• _TASK TO CARRY OUT_
Continue the news passage on the federal coronavirus vaccine plan from its last sentence.

The Trump administration said Thursday it is on track for hitting its goal of producing tens of millions of doses of a coronavirus vaccine by January 2021.

Officials said they will not cut corners in vetting clinical data in the coming weeks and months, and there is never a “100%” guarantee of landing a successful vaccine.

However, “we believe we are maximizing our probability of success,” said Paul Mango, deputy chief of staff for policy at the Department of Health and Human Services.

The government plans to secure enough doses for everyone in the country and offer it at no cost through a patchwork of insurance coverage through Medicare, Medicaid and private plans, plus a federal pool of funds for the uninsured.

However, there “won’t be enough on day one for everyone in the United States,” Mr. Mango said.

Distribution of the initial millions of doses will be prioritized. That’s still being worked out, but panels looking at this are focused on the elderly, such as nursing home residents, and health care workers and other essential workers who interact with the public.

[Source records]

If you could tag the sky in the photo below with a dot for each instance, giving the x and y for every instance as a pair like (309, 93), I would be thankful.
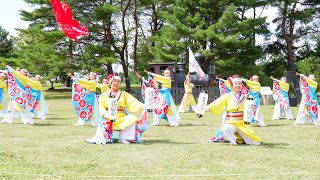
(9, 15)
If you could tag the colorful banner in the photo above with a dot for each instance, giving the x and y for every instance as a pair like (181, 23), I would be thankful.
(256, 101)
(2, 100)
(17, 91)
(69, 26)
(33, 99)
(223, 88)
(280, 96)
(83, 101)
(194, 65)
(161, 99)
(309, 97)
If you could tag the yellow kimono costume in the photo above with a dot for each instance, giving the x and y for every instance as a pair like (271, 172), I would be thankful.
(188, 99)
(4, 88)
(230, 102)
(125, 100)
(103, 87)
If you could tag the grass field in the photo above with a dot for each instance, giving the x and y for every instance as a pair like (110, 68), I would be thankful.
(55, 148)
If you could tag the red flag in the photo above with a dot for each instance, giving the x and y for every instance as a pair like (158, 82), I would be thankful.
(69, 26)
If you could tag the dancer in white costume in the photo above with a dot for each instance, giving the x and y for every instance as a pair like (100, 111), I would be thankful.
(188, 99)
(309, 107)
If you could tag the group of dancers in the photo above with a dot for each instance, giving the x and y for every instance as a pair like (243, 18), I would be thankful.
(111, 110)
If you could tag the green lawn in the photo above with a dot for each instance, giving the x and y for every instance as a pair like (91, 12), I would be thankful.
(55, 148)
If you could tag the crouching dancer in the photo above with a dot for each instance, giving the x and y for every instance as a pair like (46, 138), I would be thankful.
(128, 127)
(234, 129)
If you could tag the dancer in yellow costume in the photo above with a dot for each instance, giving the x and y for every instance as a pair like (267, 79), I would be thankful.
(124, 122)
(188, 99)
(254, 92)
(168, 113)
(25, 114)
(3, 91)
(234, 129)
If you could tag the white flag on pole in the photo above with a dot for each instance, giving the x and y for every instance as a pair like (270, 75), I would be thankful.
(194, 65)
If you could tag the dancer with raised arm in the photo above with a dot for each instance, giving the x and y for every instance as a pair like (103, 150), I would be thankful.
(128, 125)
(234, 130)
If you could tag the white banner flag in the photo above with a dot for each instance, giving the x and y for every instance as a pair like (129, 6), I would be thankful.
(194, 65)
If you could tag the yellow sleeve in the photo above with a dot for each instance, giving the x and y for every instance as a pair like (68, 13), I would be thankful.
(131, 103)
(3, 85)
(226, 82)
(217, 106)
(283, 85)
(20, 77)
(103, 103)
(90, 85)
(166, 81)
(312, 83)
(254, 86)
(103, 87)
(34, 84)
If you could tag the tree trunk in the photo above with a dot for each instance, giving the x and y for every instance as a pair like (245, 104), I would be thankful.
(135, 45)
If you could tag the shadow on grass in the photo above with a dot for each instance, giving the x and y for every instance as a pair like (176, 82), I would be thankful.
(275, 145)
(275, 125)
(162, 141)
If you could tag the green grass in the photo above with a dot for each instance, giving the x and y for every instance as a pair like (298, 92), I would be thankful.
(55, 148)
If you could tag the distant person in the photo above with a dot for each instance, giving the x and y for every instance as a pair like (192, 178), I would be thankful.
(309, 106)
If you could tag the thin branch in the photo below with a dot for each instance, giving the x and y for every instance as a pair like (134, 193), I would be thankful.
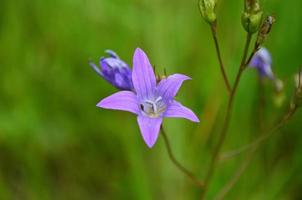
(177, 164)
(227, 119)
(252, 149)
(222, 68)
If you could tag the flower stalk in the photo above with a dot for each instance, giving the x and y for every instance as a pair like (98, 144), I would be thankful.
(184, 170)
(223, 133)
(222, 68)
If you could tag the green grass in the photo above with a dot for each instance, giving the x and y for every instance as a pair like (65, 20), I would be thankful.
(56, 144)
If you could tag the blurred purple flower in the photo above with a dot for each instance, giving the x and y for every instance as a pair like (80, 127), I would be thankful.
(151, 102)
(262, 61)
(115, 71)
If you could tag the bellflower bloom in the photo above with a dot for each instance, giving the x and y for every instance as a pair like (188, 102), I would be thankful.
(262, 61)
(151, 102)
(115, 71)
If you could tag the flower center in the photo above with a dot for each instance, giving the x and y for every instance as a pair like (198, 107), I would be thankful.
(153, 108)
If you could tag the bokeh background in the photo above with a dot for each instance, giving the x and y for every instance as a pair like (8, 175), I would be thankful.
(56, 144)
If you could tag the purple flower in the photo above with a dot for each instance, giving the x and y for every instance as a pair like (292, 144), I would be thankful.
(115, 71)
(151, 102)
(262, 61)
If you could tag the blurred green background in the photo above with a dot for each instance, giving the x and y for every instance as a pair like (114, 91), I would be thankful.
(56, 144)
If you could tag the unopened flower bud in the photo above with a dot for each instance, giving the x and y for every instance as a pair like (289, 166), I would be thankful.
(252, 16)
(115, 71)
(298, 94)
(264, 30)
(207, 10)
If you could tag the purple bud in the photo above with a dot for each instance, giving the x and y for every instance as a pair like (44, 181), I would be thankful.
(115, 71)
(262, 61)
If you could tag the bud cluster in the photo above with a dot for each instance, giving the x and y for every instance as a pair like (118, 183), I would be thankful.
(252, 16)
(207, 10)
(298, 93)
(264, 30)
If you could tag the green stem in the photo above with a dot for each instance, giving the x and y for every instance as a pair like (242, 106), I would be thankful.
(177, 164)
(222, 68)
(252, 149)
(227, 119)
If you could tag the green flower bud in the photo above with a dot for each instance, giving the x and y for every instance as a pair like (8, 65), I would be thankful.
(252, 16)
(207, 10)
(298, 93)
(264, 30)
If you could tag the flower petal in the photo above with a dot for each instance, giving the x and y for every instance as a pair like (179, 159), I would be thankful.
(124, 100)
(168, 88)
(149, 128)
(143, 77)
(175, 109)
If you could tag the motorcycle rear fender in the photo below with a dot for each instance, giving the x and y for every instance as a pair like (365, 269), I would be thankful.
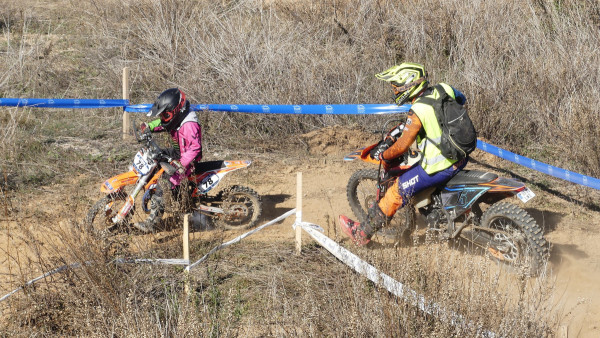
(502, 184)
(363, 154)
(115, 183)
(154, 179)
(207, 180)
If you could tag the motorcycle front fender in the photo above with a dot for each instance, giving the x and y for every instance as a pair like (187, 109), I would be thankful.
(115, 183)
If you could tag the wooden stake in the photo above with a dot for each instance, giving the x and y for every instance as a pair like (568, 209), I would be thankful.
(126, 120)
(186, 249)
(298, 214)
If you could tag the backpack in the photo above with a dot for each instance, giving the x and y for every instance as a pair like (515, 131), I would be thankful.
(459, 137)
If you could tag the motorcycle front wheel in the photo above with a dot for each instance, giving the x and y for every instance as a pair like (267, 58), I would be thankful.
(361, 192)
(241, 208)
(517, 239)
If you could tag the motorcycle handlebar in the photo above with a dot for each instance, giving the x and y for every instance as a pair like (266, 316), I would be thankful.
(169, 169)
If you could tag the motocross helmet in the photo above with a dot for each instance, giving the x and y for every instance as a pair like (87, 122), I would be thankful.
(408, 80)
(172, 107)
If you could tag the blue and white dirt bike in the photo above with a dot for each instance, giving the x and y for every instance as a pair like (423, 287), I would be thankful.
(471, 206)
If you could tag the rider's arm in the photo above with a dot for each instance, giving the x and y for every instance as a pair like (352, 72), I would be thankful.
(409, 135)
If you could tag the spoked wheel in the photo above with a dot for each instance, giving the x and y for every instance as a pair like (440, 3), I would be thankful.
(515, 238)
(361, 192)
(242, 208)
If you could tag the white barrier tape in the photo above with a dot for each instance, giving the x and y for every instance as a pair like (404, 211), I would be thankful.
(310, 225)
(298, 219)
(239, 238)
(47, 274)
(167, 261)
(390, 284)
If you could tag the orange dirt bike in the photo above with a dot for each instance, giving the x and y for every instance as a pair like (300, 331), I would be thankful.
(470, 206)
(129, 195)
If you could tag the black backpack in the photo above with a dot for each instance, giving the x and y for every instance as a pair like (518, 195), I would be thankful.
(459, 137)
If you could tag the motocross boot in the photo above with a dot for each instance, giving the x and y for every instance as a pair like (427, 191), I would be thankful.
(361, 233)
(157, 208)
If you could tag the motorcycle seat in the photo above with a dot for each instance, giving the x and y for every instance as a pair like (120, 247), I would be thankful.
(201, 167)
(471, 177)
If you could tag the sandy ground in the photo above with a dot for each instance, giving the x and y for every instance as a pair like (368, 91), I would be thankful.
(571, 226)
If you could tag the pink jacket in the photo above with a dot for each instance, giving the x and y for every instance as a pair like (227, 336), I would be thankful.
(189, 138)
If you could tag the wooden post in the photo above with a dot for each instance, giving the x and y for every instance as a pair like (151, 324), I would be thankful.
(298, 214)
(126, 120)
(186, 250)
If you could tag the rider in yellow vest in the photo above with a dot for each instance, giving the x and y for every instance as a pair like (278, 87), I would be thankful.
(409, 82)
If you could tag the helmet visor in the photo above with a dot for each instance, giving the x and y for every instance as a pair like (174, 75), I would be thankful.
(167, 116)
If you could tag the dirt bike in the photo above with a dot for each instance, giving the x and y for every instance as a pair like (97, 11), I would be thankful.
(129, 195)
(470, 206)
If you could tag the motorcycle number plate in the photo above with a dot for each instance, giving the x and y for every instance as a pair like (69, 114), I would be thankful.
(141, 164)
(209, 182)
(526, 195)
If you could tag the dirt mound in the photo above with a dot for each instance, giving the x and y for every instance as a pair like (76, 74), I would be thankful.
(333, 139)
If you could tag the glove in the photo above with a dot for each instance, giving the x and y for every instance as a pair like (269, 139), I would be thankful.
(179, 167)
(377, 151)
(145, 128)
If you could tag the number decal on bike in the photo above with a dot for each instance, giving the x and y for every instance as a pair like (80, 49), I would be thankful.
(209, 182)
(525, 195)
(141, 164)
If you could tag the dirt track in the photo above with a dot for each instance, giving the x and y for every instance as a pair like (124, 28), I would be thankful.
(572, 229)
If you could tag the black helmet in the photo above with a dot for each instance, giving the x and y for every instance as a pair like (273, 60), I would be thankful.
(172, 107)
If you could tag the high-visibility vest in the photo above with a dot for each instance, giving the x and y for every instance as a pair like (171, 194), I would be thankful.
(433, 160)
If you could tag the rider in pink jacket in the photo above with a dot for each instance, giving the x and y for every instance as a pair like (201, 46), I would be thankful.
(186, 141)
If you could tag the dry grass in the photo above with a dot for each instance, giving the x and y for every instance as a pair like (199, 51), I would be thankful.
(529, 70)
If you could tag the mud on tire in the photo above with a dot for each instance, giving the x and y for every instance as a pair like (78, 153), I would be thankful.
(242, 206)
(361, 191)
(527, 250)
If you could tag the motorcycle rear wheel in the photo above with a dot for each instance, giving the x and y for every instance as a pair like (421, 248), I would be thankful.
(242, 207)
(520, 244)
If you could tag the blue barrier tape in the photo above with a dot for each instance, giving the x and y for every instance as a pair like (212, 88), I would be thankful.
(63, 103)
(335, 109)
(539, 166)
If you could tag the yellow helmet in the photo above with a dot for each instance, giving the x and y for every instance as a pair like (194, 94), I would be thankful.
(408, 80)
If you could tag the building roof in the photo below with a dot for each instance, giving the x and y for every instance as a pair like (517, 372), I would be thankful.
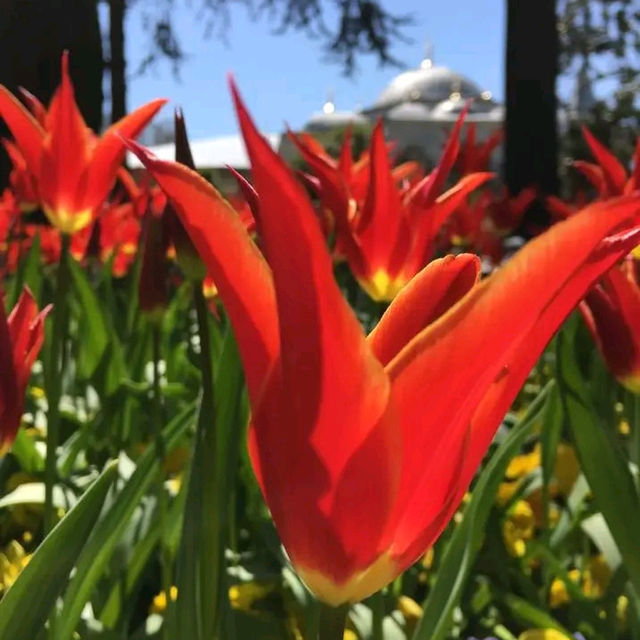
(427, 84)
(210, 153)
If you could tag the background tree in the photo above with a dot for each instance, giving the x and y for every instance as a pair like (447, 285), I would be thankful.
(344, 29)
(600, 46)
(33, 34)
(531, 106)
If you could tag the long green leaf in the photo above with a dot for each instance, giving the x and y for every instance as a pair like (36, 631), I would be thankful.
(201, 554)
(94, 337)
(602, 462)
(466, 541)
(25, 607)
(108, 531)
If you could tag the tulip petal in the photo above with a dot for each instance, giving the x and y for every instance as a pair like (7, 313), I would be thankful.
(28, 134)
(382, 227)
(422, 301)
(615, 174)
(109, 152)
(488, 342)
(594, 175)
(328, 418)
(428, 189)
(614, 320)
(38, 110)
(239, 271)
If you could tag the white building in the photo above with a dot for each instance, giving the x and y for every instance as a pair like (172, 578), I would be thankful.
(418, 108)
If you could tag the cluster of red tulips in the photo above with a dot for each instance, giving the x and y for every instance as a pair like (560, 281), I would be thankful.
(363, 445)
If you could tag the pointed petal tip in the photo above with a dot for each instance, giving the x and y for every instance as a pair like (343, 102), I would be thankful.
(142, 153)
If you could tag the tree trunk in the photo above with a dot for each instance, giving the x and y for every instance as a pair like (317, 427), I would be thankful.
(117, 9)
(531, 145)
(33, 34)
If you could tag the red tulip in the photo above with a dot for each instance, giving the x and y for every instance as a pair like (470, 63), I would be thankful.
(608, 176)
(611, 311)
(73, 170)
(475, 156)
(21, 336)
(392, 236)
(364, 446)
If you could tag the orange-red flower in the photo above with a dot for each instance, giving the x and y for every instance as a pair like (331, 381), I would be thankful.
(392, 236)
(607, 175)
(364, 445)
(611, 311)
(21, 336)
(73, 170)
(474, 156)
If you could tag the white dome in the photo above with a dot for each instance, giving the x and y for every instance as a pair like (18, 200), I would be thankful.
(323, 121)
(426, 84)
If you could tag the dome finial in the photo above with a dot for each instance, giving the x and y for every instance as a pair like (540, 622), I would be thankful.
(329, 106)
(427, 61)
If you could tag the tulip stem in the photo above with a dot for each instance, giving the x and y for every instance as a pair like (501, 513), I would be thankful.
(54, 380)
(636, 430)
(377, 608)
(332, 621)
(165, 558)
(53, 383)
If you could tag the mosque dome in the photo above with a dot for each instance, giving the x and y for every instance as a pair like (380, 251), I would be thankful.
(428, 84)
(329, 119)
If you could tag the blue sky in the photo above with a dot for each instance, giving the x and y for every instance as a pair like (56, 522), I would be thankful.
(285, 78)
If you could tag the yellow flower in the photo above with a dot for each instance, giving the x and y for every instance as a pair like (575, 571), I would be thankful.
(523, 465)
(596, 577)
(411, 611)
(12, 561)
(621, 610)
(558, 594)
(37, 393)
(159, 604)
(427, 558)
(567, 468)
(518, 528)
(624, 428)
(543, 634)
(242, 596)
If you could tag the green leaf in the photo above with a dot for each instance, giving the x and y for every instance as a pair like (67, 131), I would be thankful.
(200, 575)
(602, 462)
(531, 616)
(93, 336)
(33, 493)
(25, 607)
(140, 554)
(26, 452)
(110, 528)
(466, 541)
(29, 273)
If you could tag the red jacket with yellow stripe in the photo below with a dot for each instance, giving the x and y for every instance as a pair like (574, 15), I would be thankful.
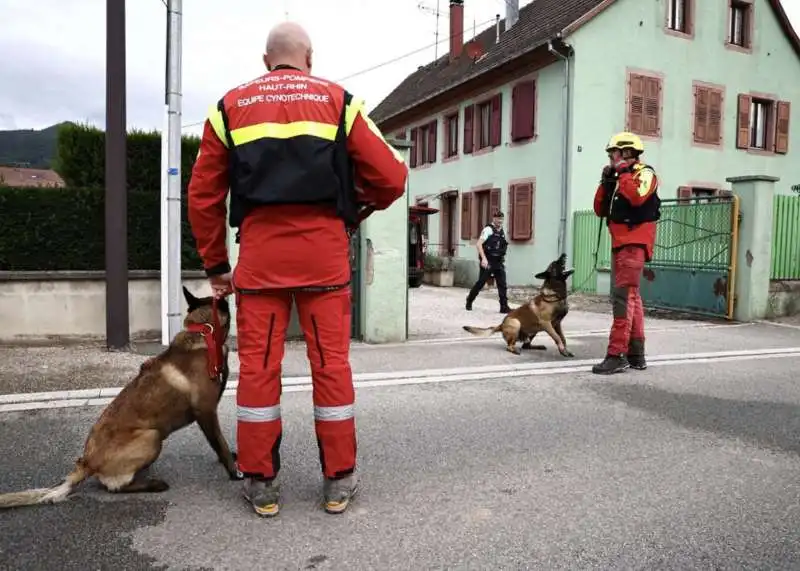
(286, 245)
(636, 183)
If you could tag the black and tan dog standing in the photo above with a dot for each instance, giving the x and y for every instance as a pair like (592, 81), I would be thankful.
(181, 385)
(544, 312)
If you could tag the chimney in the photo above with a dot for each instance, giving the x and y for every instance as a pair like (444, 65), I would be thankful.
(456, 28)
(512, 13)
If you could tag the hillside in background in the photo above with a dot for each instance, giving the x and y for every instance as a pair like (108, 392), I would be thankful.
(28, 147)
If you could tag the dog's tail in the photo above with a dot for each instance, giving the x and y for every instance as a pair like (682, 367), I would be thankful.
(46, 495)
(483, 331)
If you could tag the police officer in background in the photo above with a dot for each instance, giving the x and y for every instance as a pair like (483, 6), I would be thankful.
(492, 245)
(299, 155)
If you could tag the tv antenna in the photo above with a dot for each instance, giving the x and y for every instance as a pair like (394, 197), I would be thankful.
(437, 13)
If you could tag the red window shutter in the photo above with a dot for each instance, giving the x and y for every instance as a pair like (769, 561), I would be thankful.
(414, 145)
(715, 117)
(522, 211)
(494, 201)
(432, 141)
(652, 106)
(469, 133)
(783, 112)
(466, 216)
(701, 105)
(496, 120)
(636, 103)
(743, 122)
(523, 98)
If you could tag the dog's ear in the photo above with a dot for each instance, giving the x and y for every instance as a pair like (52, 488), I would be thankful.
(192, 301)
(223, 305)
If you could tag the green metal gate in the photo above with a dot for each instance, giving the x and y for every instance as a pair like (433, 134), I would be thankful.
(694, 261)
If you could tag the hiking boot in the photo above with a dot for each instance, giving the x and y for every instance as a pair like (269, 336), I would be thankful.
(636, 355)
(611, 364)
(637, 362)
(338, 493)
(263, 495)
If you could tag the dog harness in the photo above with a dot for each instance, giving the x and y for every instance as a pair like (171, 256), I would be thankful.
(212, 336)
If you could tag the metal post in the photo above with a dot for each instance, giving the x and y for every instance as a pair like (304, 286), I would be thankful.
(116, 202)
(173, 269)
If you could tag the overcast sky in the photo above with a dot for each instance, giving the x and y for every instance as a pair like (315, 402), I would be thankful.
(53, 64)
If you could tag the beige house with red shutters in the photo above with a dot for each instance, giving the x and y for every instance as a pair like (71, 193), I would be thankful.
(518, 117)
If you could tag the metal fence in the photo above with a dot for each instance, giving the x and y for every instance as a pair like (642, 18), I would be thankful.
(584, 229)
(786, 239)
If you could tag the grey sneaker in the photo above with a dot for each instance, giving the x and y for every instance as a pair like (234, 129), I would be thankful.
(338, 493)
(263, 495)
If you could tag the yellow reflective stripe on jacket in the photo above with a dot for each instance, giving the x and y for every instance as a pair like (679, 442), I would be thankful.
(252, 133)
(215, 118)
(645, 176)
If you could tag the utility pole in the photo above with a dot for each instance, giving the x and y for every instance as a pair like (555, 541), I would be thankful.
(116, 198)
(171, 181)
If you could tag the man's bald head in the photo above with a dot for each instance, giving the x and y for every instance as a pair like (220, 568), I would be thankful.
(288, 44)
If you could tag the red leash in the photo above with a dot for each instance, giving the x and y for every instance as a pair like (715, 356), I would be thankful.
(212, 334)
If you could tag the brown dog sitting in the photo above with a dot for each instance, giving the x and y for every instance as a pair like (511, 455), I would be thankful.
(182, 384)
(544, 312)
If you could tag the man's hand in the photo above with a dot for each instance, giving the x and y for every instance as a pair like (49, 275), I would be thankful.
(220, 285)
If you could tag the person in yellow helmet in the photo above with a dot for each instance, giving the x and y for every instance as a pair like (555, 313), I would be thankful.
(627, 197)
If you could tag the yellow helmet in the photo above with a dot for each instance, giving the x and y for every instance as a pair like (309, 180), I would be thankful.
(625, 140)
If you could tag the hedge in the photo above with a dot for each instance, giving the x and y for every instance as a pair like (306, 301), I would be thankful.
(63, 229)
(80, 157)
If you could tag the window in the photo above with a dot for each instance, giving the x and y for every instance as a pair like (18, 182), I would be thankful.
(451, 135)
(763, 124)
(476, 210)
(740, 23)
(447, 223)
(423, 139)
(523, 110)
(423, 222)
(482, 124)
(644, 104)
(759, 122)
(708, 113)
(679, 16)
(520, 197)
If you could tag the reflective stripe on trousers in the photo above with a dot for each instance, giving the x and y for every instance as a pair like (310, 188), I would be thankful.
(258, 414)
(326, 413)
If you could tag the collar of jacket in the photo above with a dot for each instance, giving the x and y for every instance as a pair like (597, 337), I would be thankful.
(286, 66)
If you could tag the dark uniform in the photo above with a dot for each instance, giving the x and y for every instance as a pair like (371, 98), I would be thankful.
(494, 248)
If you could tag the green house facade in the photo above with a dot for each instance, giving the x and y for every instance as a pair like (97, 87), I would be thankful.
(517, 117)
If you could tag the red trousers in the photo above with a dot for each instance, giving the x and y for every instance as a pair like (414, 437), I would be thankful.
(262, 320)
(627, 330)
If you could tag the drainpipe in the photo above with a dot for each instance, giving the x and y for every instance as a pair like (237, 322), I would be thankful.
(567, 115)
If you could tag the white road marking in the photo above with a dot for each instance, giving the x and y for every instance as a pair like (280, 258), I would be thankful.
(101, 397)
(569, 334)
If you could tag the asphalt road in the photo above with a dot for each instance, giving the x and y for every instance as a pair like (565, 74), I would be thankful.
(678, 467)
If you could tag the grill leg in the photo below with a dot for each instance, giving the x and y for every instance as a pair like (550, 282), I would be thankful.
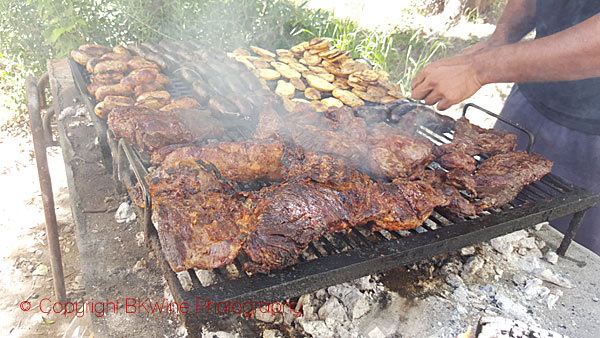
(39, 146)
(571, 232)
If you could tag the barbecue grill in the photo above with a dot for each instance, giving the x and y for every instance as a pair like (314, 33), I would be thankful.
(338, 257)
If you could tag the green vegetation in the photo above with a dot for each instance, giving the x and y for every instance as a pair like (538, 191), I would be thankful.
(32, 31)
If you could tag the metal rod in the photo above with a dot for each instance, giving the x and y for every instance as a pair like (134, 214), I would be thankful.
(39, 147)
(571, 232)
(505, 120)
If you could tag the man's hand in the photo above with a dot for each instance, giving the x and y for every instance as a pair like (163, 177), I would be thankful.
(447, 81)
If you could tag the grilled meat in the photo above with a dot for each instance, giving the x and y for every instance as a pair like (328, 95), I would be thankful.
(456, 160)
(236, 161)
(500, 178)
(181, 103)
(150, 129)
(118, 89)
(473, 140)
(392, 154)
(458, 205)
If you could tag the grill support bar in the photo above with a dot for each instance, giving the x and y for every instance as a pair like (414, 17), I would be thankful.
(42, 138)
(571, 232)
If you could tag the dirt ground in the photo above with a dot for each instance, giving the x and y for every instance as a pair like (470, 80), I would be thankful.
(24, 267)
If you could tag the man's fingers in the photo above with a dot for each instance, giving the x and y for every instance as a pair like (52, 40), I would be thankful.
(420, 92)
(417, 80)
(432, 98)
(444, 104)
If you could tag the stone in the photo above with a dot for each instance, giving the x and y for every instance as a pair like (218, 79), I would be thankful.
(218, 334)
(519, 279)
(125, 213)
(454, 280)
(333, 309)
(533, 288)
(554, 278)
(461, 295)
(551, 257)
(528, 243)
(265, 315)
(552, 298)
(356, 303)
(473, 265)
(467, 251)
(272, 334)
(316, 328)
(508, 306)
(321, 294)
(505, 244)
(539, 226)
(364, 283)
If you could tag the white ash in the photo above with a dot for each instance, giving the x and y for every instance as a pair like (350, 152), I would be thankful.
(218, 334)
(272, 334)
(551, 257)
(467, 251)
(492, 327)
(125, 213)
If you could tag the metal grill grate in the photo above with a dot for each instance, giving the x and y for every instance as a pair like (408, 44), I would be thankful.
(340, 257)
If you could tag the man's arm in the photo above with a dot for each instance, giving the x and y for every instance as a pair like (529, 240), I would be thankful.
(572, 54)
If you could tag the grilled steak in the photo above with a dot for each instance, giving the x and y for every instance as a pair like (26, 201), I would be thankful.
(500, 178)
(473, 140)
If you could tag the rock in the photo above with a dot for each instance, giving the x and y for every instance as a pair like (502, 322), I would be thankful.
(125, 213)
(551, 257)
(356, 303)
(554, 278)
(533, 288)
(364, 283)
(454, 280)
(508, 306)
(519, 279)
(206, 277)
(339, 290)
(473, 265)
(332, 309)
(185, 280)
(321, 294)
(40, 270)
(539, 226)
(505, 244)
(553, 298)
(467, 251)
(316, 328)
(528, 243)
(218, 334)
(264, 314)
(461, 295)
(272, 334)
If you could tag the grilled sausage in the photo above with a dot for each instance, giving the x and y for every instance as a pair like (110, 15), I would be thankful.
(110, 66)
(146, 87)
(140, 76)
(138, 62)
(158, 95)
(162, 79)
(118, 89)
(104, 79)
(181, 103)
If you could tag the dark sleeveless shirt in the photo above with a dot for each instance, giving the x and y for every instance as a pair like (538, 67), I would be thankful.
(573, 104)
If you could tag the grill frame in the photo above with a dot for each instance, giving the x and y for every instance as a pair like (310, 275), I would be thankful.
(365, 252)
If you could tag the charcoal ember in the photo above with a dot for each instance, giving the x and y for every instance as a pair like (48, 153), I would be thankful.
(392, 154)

• _TASK RESPONSE_
The government is offering unprecedented support for private companies willing to develop a vaccine to COVID-19, which has upended normal life and killed over 166,000 people in the U.S.

The administration has offered manufacturing support to six leading candidates from AstraZeneca, Johnson and Johnson, Moderna, Novavax, Pfizer and Sanofi/GSK.

Many of them are in massive phase-three trials involving tens of thousands of human participants.

National Institutes of Health Director Francis Collins said he feels confident about the effort because there are so many options.

“If we were putting all of our efforts in a single vaccine, I’d be really worried right now,” he said.

He also said there is still “plenty of illness” in the U.S. to conduct trials here instead of abroad.

Some of the vaccines have to be stored at extremely cold temperatures of minus-70 to minus-80 degrees Celsius, while others can be stored at minus-20 or so and spend a short time in the refrigerator.

Administration officials said they will be awarding contracts to distributors soon. Each of them will have to demonstrate the ability to store and transport the shots without them spoiling.

The Department of Defense will not be involved in that distribution but “very involved” in standing up the manufacturing immense amount of raw materials that have to be acquired for the effort.

“Those factories have to be equipped, those workers have to be trained,” Mr. Mango said.